▶ WHAT TO WORK ON: Which lines in the items below contain the word "jacket"? Find each one and copy it out in full.

####

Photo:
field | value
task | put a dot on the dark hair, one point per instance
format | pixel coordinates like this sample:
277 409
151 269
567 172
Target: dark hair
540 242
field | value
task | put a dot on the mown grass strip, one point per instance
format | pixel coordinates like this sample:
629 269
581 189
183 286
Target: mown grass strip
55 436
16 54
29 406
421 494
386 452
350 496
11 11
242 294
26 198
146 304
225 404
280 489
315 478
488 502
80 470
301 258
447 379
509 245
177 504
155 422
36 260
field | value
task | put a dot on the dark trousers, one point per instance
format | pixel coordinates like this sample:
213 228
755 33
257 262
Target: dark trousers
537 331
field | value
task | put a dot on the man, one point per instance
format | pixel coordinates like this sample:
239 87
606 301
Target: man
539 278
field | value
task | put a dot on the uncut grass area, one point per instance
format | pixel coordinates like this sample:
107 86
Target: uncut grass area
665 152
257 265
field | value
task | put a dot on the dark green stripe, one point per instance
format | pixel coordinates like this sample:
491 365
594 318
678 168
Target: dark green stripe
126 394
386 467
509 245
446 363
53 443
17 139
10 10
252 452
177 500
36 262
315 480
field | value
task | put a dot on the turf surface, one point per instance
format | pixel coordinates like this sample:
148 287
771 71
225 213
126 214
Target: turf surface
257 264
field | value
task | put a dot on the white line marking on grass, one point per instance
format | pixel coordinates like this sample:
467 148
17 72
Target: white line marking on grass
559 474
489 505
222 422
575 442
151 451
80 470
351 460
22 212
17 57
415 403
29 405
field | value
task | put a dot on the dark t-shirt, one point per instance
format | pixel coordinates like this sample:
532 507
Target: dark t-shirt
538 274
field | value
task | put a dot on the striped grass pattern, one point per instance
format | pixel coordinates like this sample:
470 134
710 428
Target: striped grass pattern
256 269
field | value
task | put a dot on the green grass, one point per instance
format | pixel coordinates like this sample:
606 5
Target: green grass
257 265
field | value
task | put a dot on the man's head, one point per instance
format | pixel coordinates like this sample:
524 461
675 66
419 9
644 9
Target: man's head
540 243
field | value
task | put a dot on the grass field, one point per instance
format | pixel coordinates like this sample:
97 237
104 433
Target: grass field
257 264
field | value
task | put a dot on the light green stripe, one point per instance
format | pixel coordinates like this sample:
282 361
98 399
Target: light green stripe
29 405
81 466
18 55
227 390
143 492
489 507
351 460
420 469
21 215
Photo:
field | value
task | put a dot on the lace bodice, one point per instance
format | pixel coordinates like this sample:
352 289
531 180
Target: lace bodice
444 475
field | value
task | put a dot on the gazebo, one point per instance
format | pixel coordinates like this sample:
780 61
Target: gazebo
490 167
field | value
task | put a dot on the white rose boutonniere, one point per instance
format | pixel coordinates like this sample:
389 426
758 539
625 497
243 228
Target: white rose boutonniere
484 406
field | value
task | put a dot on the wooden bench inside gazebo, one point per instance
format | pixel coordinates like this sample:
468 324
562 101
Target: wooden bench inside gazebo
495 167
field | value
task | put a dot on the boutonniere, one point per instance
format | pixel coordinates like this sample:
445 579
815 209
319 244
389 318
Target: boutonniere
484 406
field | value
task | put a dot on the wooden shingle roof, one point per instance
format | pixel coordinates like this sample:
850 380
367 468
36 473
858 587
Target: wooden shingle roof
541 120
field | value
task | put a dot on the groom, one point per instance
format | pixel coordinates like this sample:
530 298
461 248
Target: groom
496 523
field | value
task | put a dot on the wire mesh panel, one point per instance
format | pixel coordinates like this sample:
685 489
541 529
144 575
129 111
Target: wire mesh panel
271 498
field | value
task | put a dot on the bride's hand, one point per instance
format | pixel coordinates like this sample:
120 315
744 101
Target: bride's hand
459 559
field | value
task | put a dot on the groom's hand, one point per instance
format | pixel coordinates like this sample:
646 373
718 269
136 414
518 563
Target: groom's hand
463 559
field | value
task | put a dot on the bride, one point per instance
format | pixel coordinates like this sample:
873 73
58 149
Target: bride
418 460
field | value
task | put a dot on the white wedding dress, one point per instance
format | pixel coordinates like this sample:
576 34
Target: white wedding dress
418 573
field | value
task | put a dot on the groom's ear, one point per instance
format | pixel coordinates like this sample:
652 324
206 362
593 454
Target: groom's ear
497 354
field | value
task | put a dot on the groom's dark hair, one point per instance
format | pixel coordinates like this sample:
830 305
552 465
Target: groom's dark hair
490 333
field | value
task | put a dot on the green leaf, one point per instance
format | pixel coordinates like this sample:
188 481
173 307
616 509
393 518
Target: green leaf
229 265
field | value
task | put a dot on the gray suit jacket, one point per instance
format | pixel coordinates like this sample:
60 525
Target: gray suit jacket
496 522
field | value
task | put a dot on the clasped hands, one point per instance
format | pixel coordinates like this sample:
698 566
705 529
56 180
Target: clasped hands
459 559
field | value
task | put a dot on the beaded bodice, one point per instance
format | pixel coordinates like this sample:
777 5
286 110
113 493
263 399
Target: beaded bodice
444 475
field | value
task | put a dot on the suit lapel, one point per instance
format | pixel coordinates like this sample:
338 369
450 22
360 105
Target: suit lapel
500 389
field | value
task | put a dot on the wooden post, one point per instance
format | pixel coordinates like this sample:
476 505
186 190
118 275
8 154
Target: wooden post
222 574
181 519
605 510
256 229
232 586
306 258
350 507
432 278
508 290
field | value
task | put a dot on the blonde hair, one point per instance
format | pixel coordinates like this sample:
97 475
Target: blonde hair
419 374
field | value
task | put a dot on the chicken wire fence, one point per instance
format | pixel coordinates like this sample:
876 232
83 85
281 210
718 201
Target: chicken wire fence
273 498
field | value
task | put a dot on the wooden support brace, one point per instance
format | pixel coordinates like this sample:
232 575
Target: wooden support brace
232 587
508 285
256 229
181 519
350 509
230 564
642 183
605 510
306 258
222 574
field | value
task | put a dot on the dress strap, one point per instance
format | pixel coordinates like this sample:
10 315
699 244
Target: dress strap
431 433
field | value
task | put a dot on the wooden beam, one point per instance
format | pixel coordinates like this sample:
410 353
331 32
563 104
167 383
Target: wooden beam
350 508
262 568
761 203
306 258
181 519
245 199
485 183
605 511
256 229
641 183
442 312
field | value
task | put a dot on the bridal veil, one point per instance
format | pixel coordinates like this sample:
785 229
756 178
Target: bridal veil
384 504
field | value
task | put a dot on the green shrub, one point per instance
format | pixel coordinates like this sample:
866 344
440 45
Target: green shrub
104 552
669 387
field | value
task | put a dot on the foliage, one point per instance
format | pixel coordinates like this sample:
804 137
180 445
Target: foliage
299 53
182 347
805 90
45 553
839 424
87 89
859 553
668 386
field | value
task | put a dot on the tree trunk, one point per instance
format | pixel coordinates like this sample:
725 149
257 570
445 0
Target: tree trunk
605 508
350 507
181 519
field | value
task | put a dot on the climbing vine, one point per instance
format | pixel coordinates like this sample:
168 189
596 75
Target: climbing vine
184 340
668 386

####

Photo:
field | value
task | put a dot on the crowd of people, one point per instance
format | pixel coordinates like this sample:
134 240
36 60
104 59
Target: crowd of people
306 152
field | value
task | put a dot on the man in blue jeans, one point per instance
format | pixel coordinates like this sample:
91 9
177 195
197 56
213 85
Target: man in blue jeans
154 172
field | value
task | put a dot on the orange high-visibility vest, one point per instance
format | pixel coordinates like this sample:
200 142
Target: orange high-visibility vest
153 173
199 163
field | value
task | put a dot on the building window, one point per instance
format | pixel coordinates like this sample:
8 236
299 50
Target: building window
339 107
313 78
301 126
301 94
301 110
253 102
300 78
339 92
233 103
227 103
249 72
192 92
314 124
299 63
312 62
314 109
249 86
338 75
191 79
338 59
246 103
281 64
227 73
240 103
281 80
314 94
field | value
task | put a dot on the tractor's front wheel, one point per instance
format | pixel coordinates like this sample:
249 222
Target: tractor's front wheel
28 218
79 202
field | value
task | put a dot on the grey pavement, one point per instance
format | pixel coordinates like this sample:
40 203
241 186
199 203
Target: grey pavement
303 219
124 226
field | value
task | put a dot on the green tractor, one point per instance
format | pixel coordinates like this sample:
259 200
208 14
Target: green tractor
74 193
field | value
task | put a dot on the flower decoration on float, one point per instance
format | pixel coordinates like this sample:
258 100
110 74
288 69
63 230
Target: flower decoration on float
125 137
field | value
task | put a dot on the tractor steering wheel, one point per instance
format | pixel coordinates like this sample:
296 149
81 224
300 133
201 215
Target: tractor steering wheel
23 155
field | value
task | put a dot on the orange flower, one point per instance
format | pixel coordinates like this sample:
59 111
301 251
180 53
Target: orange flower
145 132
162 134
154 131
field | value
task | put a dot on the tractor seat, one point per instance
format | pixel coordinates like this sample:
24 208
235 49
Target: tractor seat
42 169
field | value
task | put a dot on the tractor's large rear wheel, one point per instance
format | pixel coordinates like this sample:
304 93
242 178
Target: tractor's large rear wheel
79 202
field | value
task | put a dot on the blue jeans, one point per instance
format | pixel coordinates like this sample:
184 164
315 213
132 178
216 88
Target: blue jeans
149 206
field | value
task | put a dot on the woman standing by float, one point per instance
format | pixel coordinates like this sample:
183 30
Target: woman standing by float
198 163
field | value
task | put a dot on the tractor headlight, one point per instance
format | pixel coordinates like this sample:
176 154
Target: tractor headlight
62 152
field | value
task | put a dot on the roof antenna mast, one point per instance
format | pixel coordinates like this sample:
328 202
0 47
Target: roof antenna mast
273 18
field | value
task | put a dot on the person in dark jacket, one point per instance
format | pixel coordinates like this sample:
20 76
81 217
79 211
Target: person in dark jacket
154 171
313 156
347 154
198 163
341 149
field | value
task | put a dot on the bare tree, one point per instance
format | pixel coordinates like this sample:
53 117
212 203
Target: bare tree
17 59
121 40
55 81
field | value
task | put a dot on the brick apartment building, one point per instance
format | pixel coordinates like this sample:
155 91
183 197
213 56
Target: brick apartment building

####

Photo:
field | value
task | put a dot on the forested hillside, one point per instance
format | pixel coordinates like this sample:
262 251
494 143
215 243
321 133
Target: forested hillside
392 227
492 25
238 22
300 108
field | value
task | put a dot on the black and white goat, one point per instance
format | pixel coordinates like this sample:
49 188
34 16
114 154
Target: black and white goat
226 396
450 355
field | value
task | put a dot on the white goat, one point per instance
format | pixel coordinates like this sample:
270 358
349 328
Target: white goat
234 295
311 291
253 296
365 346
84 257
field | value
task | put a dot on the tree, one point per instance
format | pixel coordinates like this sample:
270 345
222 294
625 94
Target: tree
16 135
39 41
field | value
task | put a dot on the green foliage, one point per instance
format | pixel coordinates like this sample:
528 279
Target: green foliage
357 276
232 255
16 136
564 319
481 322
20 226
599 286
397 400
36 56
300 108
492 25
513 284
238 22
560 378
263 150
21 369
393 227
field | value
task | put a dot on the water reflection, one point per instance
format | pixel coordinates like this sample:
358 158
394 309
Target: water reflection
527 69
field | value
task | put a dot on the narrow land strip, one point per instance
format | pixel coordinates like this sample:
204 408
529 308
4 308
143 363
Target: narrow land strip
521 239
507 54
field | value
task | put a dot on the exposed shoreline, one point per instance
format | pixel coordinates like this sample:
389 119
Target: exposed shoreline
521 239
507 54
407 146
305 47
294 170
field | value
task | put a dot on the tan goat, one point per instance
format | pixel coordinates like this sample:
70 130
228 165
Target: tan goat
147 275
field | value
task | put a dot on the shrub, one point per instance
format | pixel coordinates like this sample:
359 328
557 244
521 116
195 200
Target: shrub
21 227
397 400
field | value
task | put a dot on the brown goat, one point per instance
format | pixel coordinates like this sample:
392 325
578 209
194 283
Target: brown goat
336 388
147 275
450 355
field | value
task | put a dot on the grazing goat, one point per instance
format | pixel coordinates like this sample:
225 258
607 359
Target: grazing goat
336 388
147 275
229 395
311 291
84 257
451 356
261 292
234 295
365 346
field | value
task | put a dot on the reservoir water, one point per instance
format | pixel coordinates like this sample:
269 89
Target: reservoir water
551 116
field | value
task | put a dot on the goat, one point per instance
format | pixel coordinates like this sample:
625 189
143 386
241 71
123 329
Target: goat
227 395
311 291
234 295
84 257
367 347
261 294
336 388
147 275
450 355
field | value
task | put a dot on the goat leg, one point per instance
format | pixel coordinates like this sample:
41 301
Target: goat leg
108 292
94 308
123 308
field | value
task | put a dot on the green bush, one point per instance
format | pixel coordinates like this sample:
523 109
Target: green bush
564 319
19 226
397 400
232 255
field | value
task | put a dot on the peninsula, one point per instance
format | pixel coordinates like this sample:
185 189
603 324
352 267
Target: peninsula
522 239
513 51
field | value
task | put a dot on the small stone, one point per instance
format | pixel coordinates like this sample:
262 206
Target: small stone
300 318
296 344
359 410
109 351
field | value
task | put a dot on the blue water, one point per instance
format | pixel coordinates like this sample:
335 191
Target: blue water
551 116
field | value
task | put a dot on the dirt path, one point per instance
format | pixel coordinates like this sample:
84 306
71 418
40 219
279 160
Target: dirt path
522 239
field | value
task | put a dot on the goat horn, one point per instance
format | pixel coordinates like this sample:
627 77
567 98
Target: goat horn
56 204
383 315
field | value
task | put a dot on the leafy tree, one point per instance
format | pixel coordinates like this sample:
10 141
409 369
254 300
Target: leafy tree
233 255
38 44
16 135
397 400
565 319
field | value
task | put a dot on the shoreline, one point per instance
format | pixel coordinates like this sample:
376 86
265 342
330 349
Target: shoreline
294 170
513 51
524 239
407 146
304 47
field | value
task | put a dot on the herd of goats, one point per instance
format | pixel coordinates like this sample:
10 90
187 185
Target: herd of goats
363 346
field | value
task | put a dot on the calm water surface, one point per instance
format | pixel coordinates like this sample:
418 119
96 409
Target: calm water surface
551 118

####

▶ RESPONSE FOR THIS EXERCISE:
task | put a dot on the gray suit jacket, one point per instance
Target: gray suit jacket
task | put a dot on the person in dark jacket, one point per instance
Target: person in dark jacket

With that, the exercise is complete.